*Quoted passage:*
____

2. Site preparation, earthwork and final grading;
3. Drainage control culverts, piping and structures;
4. Erosion control structures, sediment ponds and terraces;
5. Final cap construction;
6. Cap vegetation soil placement;
7. Cap seeding, mulching and fertilizing;
8. Monitoring well and piezometer modifications;
9. Leachate system cleanout and extraction well modifications;
10. Monitoring well installations and abandonments;
11. Facility modifications to effect closed status;
12. Engineering and technical services;
13. Legal, financial and administrative services; and
14. Closure compliance certifications and documentation.
d. For CCR landfills owned by local governments, the owner or operator shall submit to the department a copy of the owner's or operator's most recent annual audit report in the form prescribed by the office of the auditor of the state of Iowa.
e. Privately held CCR landfills shall submit an affidavit from the owner or operator indicating that a yearly review has been performed by a certified public accountant to determine whether the privately owned landfill is in compliance with this rule. The affidavit shall state the name of the certified public accountant, the dates and conclusions of the review, and the steps taken to rectify any deficiencies identified by the accountant.
(4)Financial assurance for postclosure. The owner or operator of a CCR landfill must establish financial assurance for the costs of postclosure in accordance with the criteria in this rule. The owner or operator must provide continuous coverage for postclosure until released from this requirement by demonstrating compliance with the closure/postclosure plan and the closure permit. Proof of compliance pursuant to paragraphs 103.3(4)"a" to "e" must be submitted by the owner or operator yearly by April 1 and approved by the department.
a. The owner or operator shall submit the current version of department Form 542-8090, Sanitary Landfill Financial Assurance Report Form, which contains, but is not limited to, the amount of the financial assurance, the annual financial statement required by Iowa Code sections 455B306(9)."e" and 455B.306(7)"c," and the current balances of the closure and postclosure accounts required by Iowa Code section 455B306(9)."b."
b. The owner or operator shall submit a copy of the documents establishing a financial assurance instrument in an amount equal to or greater than the amount specified in subrule 103.3 (8). Documentation for the mechanism(s) used to demonstrate financial assurance shall contain, at a minimum, the items required to be submitted as specified in paragraphs 103.3(6) "a" to"i."

____

*Dataset entries:*
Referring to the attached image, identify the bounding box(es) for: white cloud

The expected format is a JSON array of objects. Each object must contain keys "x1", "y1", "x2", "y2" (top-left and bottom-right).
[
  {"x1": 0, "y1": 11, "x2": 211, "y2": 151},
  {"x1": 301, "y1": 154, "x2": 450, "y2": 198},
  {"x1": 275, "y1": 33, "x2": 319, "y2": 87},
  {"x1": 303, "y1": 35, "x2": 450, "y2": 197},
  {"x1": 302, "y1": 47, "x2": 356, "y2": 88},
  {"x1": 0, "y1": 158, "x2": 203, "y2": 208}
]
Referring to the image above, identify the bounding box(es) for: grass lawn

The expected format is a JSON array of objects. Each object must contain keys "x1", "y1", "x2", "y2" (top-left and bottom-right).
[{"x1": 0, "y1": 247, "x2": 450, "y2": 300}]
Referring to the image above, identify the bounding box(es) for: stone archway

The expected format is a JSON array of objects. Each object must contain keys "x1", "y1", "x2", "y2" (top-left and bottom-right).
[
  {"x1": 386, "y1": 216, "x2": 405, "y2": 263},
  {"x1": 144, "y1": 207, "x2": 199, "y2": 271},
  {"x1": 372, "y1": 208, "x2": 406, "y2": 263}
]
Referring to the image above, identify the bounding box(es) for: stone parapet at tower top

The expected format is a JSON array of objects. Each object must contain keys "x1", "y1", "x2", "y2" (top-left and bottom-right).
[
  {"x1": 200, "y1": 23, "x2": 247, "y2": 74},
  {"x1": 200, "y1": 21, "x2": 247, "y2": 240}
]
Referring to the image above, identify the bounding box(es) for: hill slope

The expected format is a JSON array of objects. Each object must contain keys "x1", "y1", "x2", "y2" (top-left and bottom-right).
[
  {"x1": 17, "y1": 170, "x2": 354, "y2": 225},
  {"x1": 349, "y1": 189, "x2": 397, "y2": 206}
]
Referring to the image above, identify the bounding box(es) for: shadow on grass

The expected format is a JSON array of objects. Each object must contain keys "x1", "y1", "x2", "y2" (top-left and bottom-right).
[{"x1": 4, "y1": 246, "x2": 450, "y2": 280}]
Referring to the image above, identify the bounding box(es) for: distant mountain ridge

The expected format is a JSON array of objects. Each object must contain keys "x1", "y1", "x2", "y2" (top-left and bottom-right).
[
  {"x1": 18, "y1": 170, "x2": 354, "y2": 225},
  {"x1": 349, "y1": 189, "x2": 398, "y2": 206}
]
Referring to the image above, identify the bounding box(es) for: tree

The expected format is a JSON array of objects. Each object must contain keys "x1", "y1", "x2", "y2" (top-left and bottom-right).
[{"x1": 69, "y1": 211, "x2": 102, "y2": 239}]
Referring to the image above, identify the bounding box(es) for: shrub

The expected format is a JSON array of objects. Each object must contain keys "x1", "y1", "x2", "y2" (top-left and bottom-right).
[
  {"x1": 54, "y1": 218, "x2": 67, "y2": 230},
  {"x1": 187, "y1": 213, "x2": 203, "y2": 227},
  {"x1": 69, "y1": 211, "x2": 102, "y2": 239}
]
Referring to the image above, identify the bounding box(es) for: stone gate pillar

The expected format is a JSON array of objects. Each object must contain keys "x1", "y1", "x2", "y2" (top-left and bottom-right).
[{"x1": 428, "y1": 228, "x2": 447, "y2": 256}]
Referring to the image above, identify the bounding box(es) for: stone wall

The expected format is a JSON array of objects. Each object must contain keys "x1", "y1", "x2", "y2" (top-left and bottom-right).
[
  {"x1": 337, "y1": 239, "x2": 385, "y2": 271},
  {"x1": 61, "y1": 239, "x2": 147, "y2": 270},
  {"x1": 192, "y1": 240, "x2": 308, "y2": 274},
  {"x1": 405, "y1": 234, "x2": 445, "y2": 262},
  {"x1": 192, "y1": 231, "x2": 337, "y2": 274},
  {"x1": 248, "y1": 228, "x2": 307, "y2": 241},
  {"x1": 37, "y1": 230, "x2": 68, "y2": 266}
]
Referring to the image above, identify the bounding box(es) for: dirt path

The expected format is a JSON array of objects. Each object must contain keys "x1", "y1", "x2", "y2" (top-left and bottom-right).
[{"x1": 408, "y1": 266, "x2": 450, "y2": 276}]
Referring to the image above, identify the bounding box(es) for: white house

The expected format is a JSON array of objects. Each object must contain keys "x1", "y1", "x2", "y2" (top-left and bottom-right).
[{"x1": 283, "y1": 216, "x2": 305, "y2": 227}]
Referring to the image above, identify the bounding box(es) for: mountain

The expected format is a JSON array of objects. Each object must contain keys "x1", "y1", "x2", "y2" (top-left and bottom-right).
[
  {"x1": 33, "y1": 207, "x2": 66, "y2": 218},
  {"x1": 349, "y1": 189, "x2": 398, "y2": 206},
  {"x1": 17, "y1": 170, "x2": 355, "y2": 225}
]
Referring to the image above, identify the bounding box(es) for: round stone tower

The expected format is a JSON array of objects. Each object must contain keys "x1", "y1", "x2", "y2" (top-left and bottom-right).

____

*What to do:*
1. Please rewrite the landfill rule from "2. Site preparation, earthwork" through "certifications and documentation.", changing "Monitoring well" to "Groundwater monitoring well".
2. Find each line in the rows that contains the string "stone" and copy those lines out. Case counts.

*Task-by-task solutions:*
1.
2. Site preparation, earthwork and final grading;
3. Drainage control culverts, piping and structures;
4. Erosion control structures, sediment ponds and terraces;
5. Final cap construction;
6. Cap vegetation soil placement;
7. Cap seeding, mulching and fertilizing;
8. Groundwater monitoring well and piezometer modifications;
9. Leachate system cleanout and extraction well modifications;
10. Groundwater monitoring well installations and abandonments;
11. Facility modifications to effect closed status;
12. Engineering and technical services;
13. Legal, financial and administrative services; and
14. Closure compliance certifications and documentation.

2.
Referring to the image above, identify the bounding box(es) for: stone archway
Referring to the image above, identify the bounding box(es) for: stone parapet at tower top
Referring to the image above, identify the bounding box(es) for: stone gate pillar
Referring to the image above, identify the bounding box(es) for: stone wall
Referring to the image above, identify the bounding box(es) for: round stone tower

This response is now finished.